> _Texte de la page_
++++

Des réalisateurs qui se racontent tout en évoquant un fameux chanteur, telle se présente cette production, laquelle a, au bout d’une semaine, attiré plus de 600’000 spectateurs.
Sorti cet automne, le film intitulé « Monsieur Aznavour » retrace le parcours du chanteur franco-arménien, en mettant l’accent sur les débuts difficiles de sa carrière. Dans le rôle-titre, Tahar Rahim, à la performance stupéfiante, incarne la détermination et la persévérance manifestées par son personnage dans la vie réelle.
La critique a souvent dénoncé un aspect « aseptisé », « superficiel», « trop officiel », voire « catalogue » de cette production, dont elle souligne la dimension biographique. Si c’est là le but privilégié par les cinéastes, Mehdi Idir et Fabien Marceau – alias Grand Corps Malade (GCM) – l’on est plutôt en droit de partager ce jugement.

++++

> _Extraits de données_

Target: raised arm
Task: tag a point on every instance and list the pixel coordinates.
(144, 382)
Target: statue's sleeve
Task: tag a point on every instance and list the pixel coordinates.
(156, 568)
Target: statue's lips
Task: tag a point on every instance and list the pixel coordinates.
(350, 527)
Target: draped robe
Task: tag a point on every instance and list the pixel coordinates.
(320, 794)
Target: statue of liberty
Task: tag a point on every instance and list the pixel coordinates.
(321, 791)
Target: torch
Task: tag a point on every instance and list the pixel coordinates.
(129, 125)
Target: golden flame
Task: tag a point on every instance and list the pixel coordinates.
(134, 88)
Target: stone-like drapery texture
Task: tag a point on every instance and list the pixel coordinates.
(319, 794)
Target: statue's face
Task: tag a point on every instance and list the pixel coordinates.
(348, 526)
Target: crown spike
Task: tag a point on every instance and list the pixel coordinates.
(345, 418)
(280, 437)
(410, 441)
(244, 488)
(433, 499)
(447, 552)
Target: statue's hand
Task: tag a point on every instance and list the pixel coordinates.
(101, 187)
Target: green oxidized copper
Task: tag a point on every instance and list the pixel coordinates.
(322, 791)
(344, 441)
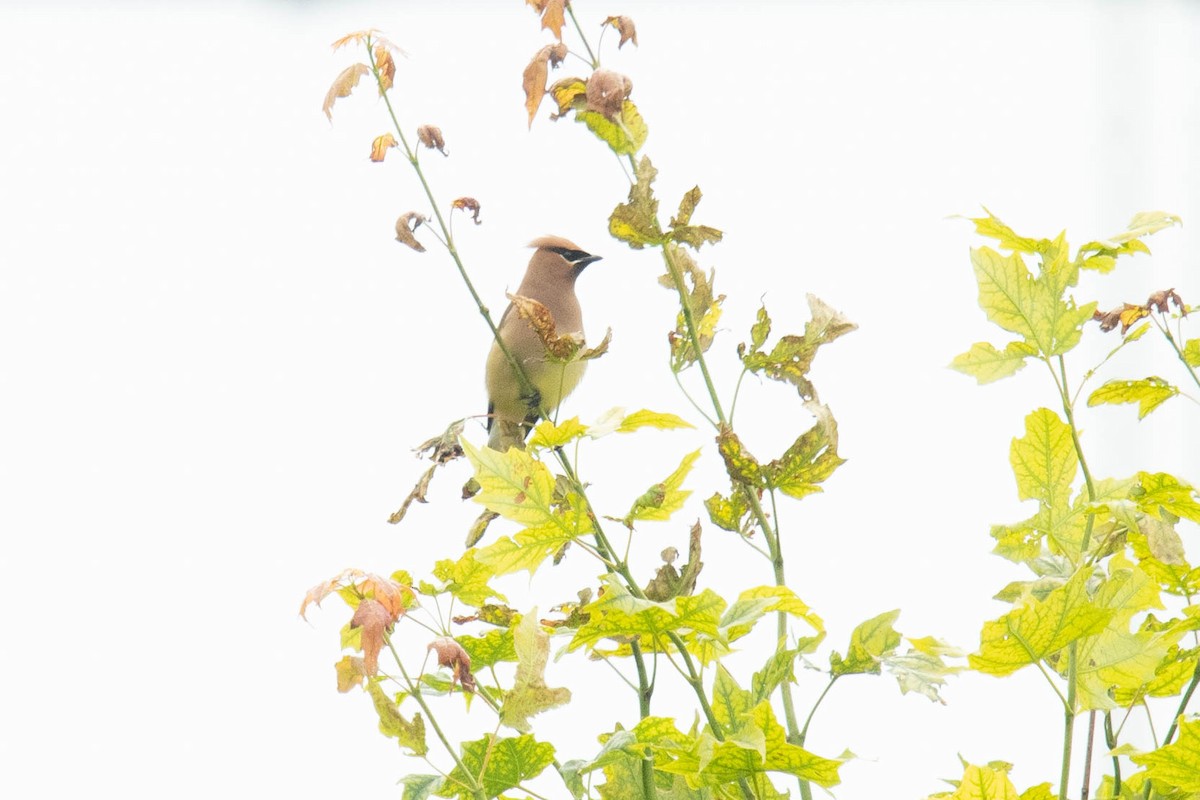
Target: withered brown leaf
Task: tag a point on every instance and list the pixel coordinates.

++++

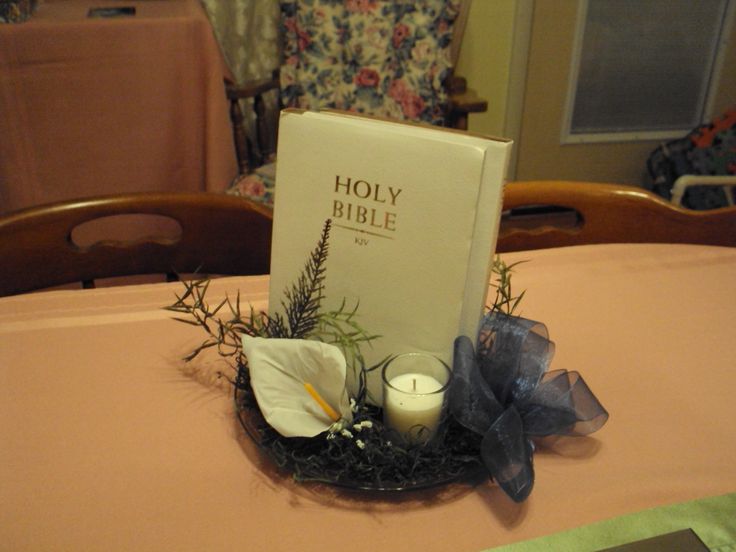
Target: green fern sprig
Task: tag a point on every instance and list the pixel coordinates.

++++

> _Objectif_
Transcrivez fidèlement le passage du texte sur le film « Monsieur Aznavour » compris entre « Des réalisateurs qui » et « de 600’000 spectateurs. », ces deux segments inclus. Les entrées constituent un matériau indépendant du texte.

> _Réponse rédigée_
Des réalisateurs qui se racontent tout en évoquant un fameux chanteur, telle se présente cette production, laquelle a, au bout d’une semaine, attiré plus de 600’000 spectateurs.